EXERCISE. Exclude the pictures; give every entry again exactly as written.

------------------------------------------------------------

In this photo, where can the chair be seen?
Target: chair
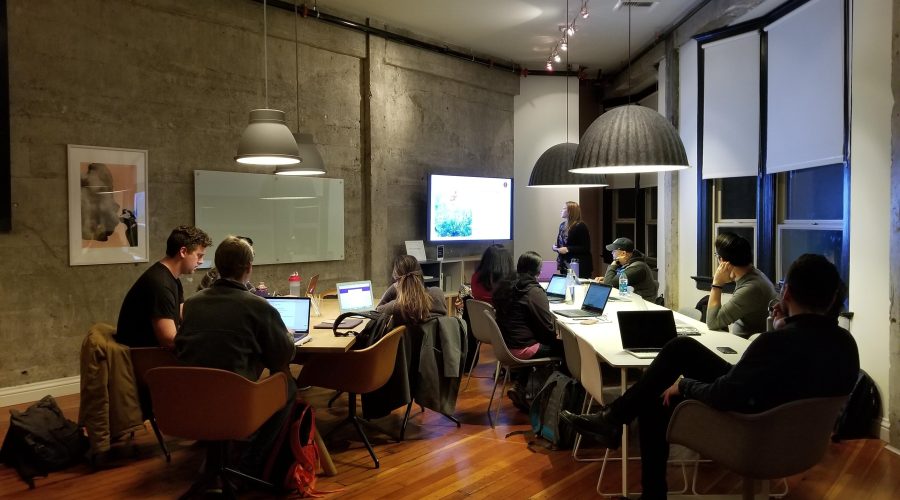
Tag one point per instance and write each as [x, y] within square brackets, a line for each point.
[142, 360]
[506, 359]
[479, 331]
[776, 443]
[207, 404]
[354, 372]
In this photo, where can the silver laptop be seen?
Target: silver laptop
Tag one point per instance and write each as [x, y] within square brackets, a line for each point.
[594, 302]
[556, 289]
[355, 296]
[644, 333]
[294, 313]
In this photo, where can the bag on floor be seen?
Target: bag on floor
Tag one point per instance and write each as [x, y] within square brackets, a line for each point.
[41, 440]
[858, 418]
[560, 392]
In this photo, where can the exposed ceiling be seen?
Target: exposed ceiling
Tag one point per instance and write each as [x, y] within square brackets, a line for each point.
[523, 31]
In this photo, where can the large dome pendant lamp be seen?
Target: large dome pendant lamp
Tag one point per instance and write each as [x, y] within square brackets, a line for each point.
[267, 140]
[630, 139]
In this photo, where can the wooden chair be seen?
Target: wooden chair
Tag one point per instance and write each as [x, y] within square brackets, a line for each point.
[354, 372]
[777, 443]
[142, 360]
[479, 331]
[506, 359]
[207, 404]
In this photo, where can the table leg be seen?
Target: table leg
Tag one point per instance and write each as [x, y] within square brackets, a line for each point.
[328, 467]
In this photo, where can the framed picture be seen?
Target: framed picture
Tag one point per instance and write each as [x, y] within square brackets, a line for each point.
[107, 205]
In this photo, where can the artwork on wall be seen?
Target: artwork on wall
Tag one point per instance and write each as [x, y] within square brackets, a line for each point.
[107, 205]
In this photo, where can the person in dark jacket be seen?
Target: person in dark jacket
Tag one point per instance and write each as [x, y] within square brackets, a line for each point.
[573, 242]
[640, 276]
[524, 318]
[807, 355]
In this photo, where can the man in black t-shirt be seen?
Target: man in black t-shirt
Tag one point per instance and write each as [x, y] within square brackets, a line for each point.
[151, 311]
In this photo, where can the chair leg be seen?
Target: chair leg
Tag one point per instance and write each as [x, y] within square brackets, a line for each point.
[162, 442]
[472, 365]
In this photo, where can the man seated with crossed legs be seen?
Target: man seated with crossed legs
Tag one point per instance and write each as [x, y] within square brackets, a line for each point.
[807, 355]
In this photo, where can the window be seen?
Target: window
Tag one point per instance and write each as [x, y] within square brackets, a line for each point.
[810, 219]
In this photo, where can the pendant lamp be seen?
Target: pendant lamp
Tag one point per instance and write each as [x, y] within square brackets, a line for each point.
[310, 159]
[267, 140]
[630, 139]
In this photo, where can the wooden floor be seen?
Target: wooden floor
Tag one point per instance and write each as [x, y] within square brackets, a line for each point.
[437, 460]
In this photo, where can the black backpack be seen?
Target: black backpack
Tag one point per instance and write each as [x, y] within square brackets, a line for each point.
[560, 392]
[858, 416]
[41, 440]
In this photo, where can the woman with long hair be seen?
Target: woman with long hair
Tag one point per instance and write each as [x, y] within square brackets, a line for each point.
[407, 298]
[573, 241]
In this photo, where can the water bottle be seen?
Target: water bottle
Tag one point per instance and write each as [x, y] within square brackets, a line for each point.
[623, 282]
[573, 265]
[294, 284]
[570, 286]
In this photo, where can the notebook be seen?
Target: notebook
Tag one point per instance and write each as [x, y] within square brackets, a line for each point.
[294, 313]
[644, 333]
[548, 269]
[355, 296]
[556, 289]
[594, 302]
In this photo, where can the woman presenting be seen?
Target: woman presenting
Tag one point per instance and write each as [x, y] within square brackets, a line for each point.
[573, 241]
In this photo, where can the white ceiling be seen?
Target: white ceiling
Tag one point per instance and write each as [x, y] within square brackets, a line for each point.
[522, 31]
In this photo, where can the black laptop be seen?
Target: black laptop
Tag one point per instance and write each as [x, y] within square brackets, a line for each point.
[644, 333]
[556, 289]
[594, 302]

------------------------------------------------------------

ANSWER TO THIS TASK.
In this photo, where can the chair be seen?
Target: chair
Tag one point per instance and write each as [x, y] within square brackets, a line for each point.
[142, 360]
[506, 359]
[479, 331]
[776, 443]
[207, 404]
[354, 372]
In this photo, where can the silver laptop be seen?
Target: silver laptop
Tag one point per instance and write each as [x, y] within square brackets, a line for each point.
[594, 302]
[556, 289]
[355, 296]
[644, 333]
[294, 313]
In this photo, where can the bag on floor be seen?
Target: bag on floor
Tag one point per instance and write each as [x, y] within square brackets, a line for each point.
[41, 440]
[858, 418]
[560, 392]
In this photo, where can the exposed ceiling be seen?
Target: exposed ceiling
Tag one point per instance and write each as [x, y] within square brackets, a line for each point.
[523, 31]
In this photo, where can the large dome pendant lamp be seen?
Target: large dome pendant lamp
Tag one point per instance and write each as [x, y] within square brackets, a line for each point.
[267, 140]
[630, 139]
In this photo, where can the wooden chair be seen?
Target: wooden chair
Tag one point per instance and write each as [x, y] within square brackets, a line for each point.
[354, 372]
[777, 443]
[142, 360]
[479, 331]
[506, 359]
[207, 404]
In this photo, where can the table leg be seen?
Target: table leg
Tag one point per instance and write each as [x, y] within square brackets, a line for each point.
[328, 467]
In this photo, where can the framed picture be seen?
Target: framed picture
Tag one point per instance and write each as [x, y] within square brackets, a line for each point.
[107, 205]
In this photo, where can the artwork on wall be seen?
Target: artwork on wall
Tag one point per instance and write each as [x, y] within square brackets, a line for each point.
[107, 205]
In this photo, where can the person in dark jacket be seen?
Target: person in dark jacket
Tag one point per instance and write each as [x, y] within square brackets, a line for each point.
[573, 242]
[640, 276]
[524, 318]
[807, 355]
In this photo, where can the man in black t-shirt be seen?
Target: man in black t-shirt
Tag one point per instance and write each as [x, y] within square brackets, a line for each point.
[151, 311]
In this photo, where can the chair leg be seen?
Target: chair leg
Tag one point per instance and write each as [x, y] within square brackets, a line for each point.
[162, 442]
[472, 365]
In this photo, where can the man seated with crossed legs be seen?
Target: man seated with crossed legs
Tag one point per instance and write each as [x, y] within square brackets, a line for each point.
[807, 355]
In this photo, where can the window be seen?
Target: window
Tag one point per instance and write each as [x, y] within square brackets, a line for each point.
[810, 219]
In this photo, where can the pendant lamp be seen?
Target: pendant lamp
Tag one point per instance and write each as [x, y] within square brackets, a line for each point.
[310, 159]
[267, 140]
[630, 139]
In this photo, where can the wooden floor be seen?
Target: wooden floor
Tag one point per instance and write each as [x, y] within square brackets, a line for each point.
[437, 460]
In this photo, where can the black backpack be seen?
Target: black backpack
Tag one point per instance and write each as [x, y] within square brackets, a line for each point.
[560, 392]
[858, 416]
[41, 440]
In this photo, where can the woman with long hair be seen?
Target: woman with long hair
Tag one point per instance and write each as [x, y] within square brackets, a line for each point.
[407, 298]
[573, 241]
In this photo, where can the water bottle be seen?
Target: water bottle
Tag one point per instance and write each as [x, y] within square brackets, a line for each point.
[623, 282]
[573, 265]
[294, 284]
[570, 286]
In this photo, where can the notebook be seen?
Target: notebook
Tag one point per instance and write each as [x, y] within square brackets, a line for each point.
[294, 313]
[644, 333]
[548, 269]
[355, 296]
[556, 289]
[594, 302]
In this photo, where can the woman presenting be seen?
Target: woman presenting
Tag one point per instance and write each as [x, y] within square brackets, a line for each point.
[573, 241]
In this photo, where can the white ceiling be seen?
Target: white ceiling
Tag one point per instance and write each as [x, y] within square brackets, a line for each point.
[522, 31]
In this photo, where can the black laptop be seen?
Target: black laptop
Tag one point per instance and write each as [x, y] within square brackets, a line for each point.
[644, 333]
[556, 289]
[594, 302]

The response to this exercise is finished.